How TC Works

In the "Getting Started" entry, you were introduced to this XML, in the file 'Bodley.xml':

<?xml version="1.0" ?> 
<!DOCTYPE TEI SYSTEM "../common/chaucerTC.dtd">
<TEI xmlns=""  xmlns:det="">
 			<publicationStmt><p>Draft for Textual Communities site</p></publicationStmt>
 			<sourceDesc><bibl det:document="Bodley"></bibl></sourceDesc>
   			<refsDecl det:documentRefsDecl="Manuscript"  det:entityRefsDecl="Simple Poetry">
 	 			<p>Textual Communities declarations</p>
		<pb n="110v" facs="BD110V.JPG"/>
			<lb/><div n="Book of the Duchess">
				<head n="Title">The Boke of the Duchesse</head>
				<lb/><l n="1">I haue grete wondir be this light</l>
                                more lines...

There are a few key things you should note about this file:

  • <bibl det:document="Fairfax"></bibl>. This gives the name which this document will have.  If you change this name, save and reload it you will have a new document with this new name. The 'det:document' attribute is in the 'det' (documents, entities and texts) namespace, formally defined by the 'xmlns:det=""' declaration on the <TEI> element. 
  • <refsDecl det:documentRefsDecl="Manuscript" det:entityRefsDecl="Simple Poetry">: this links this document to the two reference declarations : this is a 'Manuscript' document, and will contain 'Simple Poetry' entities. See next sections.

_Supplied material_:
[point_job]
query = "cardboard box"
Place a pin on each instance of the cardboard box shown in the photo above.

_Tasks_:
**A.** Using the passage on how TC works, decide whether each statement agrees with it: (i) the 'det' namespace covers documents, entities and texts; (ii) changing the document name, then saving and reloading, renames the existing document; (iii) the refsDecl element marks the document as one that will contain 'Simple Poetry' entities. For each, answer yes or no and quote the words of the passage that decide it.
**B.** In the passage on how TC works, what file holds the XML from the "Getting Started" entry?

_Expected results_:
**A.**
(i) Yes: "the 'det' (documents, entities and texts) namespace"
(ii) No: "If you change this name, save and reload it you will have a new document with this new name."
(iii) Yes: "this is a 'Manuscript' document, and will contain 'Simple Poetry' entities."

**B.** The XML is in the file 'Bodley.xml'.